» **DOCUMENT EXTRACT**
%%

- Promotional poster
- Promotion: All Elite Wrestling
- Date: December 17, 2020 (aired December 23, 2020)
- City: Jacksonville, Florida
- Venue: Daily's Place

Holiday Bash chronology
| ← Previous First | Next → 2021 |

AEW Dynamite special episodes chronology
| ← Previous Winter Is Coming | Next → Brodie Lee Celebration of Life |

= Holiday Bash (2020) =

All Elite Wrestling television special

The 2020 Holiday Bash was the inaugural Holiday Bash professional wrestling Christmas television special produced by All Elite Wrestling (AEW). The event took place at Daily's Place in Jacksonville, Florida on December 17, 2020, and aired on tape delay on December 23. It was broadcast on TNT as a special episode of AEW's weekly television program, Dynamite. It aired immediately following the NBA on TNT broadcast of the Celtics vs Bucks game.

==Production==
===Background===
On December 9, 2020, All Elite Wrestling (AEW) announced that the December 23 episode of their flagship television program, Dynamite, would be a special episode titled Holiday Bash. The Christmas television special was taped on December 17 at Daily's Place in Jacksonville, Florida due to the ongoing COVID-19 pandemic. TNT aired the Boston Celtics vs. Milwaukee Bucks National Basketball Association game prior to Dynamites normal 8pm Eastern Time (ET) slot; however, with the expectation that the game would go past 8pm, Holiday Bash was scheduled to air immediately following the game's conclusion.

%%

» **PROBLEM 1**
Answer these questions using the Holiday Bash article above:
(a) At which venue was the special taped?
(b) On what date did AEW announce the special?
(c) On which channel was the special broadcast?
» **PROBLEM 2**
Continue the Holiday Bash article from the point where it stops.
The lines that follow have no connection to the Holiday Bash article.

» **PROVIDED MATERIAL**
%%

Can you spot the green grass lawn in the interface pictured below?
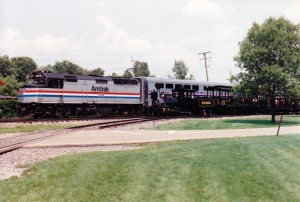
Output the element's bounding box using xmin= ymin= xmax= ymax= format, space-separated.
xmin=0 ymin=134 xmax=300 ymax=202
xmin=0 ymin=124 xmax=79 ymax=135
xmin=155 ymin=115 xmax=300 ymax=130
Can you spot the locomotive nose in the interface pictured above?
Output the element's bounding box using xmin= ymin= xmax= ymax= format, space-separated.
xmin=18 ymin=88 xmax=25 ymax=103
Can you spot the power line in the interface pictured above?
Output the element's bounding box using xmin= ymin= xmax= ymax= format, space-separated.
xmin=199 ymin=51 xmax=211 ymax=81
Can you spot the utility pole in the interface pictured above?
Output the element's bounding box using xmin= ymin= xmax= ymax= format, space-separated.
xmin=130 ymin=55 xmax=135 ymax=69
xmin=199 ymin=51 xmax=211 ymax=81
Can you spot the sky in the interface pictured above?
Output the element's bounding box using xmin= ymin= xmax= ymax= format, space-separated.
xmin=0 ymin=0 xmax=300 ymax=83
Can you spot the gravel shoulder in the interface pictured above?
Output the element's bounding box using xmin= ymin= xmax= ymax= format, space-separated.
xmin=0 ymin=117 xmax=298 ymax=180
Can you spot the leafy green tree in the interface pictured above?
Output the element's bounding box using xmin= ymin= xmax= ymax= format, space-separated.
xmin=0 ymin=75 xmax=19 ymax=96
xmin=10 ymin=56 xmax=37 ymax=82
xmin=123 ymin=69 xmax=133 ymax=78
xmin=111 ymin=72 xmax=122 ymax=77
xmin=231 ymin=17 xmax=300 ymax=122
xmin=52 ymin=60 xmax=87 ymax=74
xmin=88 ymin=67 xmax=105 ymax=76
xmin=133 ymin=61 xmax=150 ymax=77
xmin=169 ymin=60 xmax=195 ymax=80
xmin=0 ymin=55 xmax=13 ymax=77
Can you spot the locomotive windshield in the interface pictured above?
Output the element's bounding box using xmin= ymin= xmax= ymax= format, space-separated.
xmin=27 ymin=78 xmax=46 ymax=86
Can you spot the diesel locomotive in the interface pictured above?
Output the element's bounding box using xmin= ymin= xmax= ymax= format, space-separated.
xmin=18 ymin=71 xmax=294 ymax=117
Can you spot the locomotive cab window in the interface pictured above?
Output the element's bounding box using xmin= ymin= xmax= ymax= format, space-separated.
xmin=96 ymin=79 xmax=107 ymax=84
xmin=184 ymin=85 xmax=191 ymax=89
xmin=65 ymin=75 xmax=77 ymax=83
xmin=32 ymin=78 xmax=46 ymax=86
xmin=175 ymin=84 xmax=182 ymax=89
xmin=166 ymin=83 xmax=174 ymax=89
xmin=192 ymin=85 xmax=199 ymax=90
xmin=48 ymin=79 xmax=64 ymax=88
xmin=129 ymin=79 xmax=139 ymax=85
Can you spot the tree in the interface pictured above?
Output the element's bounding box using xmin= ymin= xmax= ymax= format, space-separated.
xmin=0 ymin=55 xmax=13 ymax=77
xmin=111 ymin=72 xmax=122 ymax=77
xmin=52 ymin=60 xmax=87 ymax=74
xmin=0 ymin=75 xmax=21 ymax=96
xmin=232 ymin=17 xmax=300 ymax=123
xmin=89 ymin=67 xmax=105 ymax=76
xmin=133 ymin=61 xmax=150 ymax=77
xmin=169 ymin=60 xmax=195 ymax=80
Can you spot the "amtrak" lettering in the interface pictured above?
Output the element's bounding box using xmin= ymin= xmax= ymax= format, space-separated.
xmin=91 ymin=86 xmax=109 ymax=92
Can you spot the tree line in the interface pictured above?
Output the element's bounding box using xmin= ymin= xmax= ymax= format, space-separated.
xmin=0 ymin=55 xmax=193 ymax=96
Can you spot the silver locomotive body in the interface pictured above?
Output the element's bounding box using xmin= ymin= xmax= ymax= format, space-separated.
xmin=18 ymin=72 xmax=142 ymax=116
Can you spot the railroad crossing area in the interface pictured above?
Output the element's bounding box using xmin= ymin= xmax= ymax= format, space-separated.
xmin=25 ymin=126 xmax=300 ymax=147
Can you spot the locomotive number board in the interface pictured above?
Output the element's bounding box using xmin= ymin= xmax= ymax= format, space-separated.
xmin=199 ymin=99 xmax=214 ymax=107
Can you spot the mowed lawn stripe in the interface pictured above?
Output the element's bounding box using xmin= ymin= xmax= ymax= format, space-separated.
xmin=0 ymin=134 xmax=300 ymax=201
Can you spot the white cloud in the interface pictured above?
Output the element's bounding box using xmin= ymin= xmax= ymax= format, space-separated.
xmin=285 ymin=0 xmax=300 ymax=23
xmin=182 ymin=0 xmax=225 ymax=18
xmin=96 ymin=15 xmax=153 ymax=52
xmin=0 ymin=27 xmax=77 ymax=55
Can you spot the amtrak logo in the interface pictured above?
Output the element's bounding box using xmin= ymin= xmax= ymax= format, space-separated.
xmin=91 ymin=86 xmax=109 ymax=92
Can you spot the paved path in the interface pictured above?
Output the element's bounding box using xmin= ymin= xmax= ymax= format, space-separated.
xmin=26 ymin=126 xmax=300 ymax=147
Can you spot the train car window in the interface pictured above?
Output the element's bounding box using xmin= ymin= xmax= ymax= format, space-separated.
xmin=175 ymin=84 xmax=182 ymax=89
xmin=113 ymin=79 xmax=123 ymax=84
xmin=154 ymin=83 xmax=165 ymax=89
xmin=129 ymin=80 xmax=139 ymax=85
xmin=184 ymin=85 xmax=191 ymax=89
xmin=123 ymin=79 xmax=129 ymax=85
xmin=192 ymin=85 xmax=199 ymax=90
xmin=96 ymin=79 xmax=107 ymax=84
xmin=166 ymin=83 xmax=174 ymax=89
xmin=65 ymin=75 xmax=77 ymax=83
xmin=48 ymin=79 xmax=63 ymax=88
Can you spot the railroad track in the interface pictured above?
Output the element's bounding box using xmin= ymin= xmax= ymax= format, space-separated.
xmin=0 ymin=116 xmax=134 ymax=124
xmin=0 ymin=118 xmax=158 ymax=155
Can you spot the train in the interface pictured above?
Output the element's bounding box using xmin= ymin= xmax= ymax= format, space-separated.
xmin=18 ymin=71 xmax=299 ymax=118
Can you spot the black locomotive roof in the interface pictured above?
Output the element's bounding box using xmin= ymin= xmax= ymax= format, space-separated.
xmin=204 ymin=85 xmax=232 ymax=91
xmin=33 ymin=72 xmax=111 ymax=80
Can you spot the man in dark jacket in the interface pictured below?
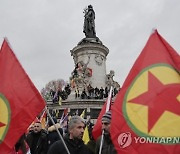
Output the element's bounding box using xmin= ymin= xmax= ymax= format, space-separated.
xmin=48 ymin=118 xmax=63 ymax=149
xmin=48 ymin=116 xmax=91 ymax=154
xmin=95 ymin=111 xmax=117 ymax=154
xmin=27 ymin=122 xmax=47 ymax=154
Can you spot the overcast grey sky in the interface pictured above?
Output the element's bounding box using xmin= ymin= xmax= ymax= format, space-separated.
xmin=0 ymin=0 xmax=180 ymax=90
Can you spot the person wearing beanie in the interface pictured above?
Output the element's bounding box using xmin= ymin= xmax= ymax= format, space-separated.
xmin=95 ymin=111 xmax=117 ymax=154
xmin=48 ymin=118 xmax=63 ymax=149
xmin=48 ymin=115 xmax=92 ymax=154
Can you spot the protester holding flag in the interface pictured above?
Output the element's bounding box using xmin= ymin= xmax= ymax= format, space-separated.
xmin=111 ymin=30 xmax=180 ymax=154
xmin=95 ymin=111 xmax=117 ymax=154
xmin=48 ymin=115 xmax=92 ymax=154
xmin=27 ymin=122 xmax=48 ymax=154
xmin=11 ymin=134 xmax=30 ymax=154
xmin=0 ymin=39 xmax=45 ymax=154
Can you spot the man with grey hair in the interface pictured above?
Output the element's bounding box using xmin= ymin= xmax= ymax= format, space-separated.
xmin=48 ymin=116 xmax=91 ymax=154
xmin=95 ymin=111 xmax=117 ymax=154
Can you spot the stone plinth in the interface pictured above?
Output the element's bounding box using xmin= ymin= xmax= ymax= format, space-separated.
xmin=71 ymin=38 xmax=109 ymax=88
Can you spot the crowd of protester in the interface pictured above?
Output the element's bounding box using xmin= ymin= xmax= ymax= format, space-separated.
xmin=12 ymin=109 xmax=116 ymax=154
xmin=75 ymin=84 xmax=118 ymax=99
xmin=50 ymin=84 xmax=119 ymax=103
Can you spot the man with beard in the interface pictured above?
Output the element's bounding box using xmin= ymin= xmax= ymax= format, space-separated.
xmin=27 ymin=122 xmax=47 ymax=154
xmin=95 ymin=111 xmax=117 ymax=154
xmin=48 ymin=116 xmax=91 ymax=154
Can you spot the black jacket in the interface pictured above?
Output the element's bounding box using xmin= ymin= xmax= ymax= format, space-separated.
xmin=48 ymin=137 xmax=92 ymax=154
xmin=95 ymin=135 xmax=117 ymax=154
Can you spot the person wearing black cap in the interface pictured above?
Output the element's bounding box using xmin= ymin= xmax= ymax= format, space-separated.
xmin=48 ymin=115 xmax=92 ymax=154
xmin=95 ymin=111 xmax=117 ymax=154
xmin=48 ymin=118 xmax=63 ymax=149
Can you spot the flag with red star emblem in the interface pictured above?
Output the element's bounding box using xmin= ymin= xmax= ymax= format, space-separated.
xmin=0 ymin=40 xmax=45 ymax=154
xmin=111 ymin=30 xmax=180 ymax=154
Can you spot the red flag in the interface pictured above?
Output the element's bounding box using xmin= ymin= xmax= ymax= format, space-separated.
xmin=92 ymin=87 xmax=112 ymax=140
xmin=0 ymin=40 xmax=45 ymax=154
xmin=111 ymin=30 xmax=180 ymax=154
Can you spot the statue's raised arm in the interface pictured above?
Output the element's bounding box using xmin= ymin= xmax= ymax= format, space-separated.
xmin=83 ymin=5 xmax=96 ymax=38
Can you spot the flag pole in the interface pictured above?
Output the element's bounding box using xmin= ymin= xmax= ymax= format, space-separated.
xmin=99 ymin=86 xmax=112 ymax=154
xmin=45 ymin=107 xmax=70 ymax=154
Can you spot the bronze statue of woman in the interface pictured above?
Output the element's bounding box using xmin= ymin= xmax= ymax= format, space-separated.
xmin=83 ymin=5 xmax=96 ymax=38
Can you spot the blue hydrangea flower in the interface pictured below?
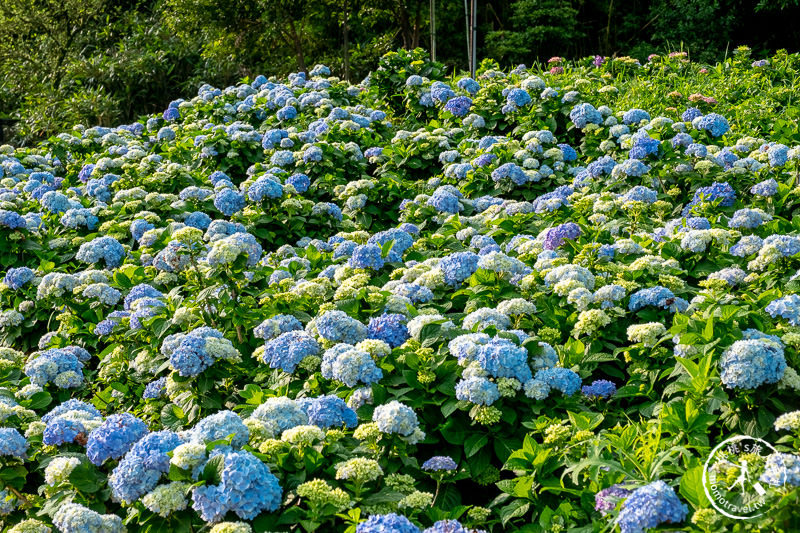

%%

» **RESULT 1**
(a) Daily's Place in Jacksonville, Florida
(b) December 9, 2020
(c) TNT

» **RESULT 2**
===Storylines===
Holiday Bash featured professional wrestling matches that involved different wrestlers from pre-existing scripted feuds and storylines. Wrestlers portrayed heroes, villains, or less distinguishable characters in scripted events that built tension and culminated in a wrestling match or series of matches. Storylines were produced on AEW's weekly television program, Dynamite, the supplementary online streaming show, Dark, and The Young Bucks' YouTube series Being The Elite.

==Aftermath==
A second Holiday Bash was held the following year, thus establishing Holiday Bash as an annual Christmas television special for AEW. Additionally, the second event expanded the special to a two-part event, with the first part airing as Dynamite and the second part airing as the same week's episode of Rampage, a second weekly program that began airing in August 2021.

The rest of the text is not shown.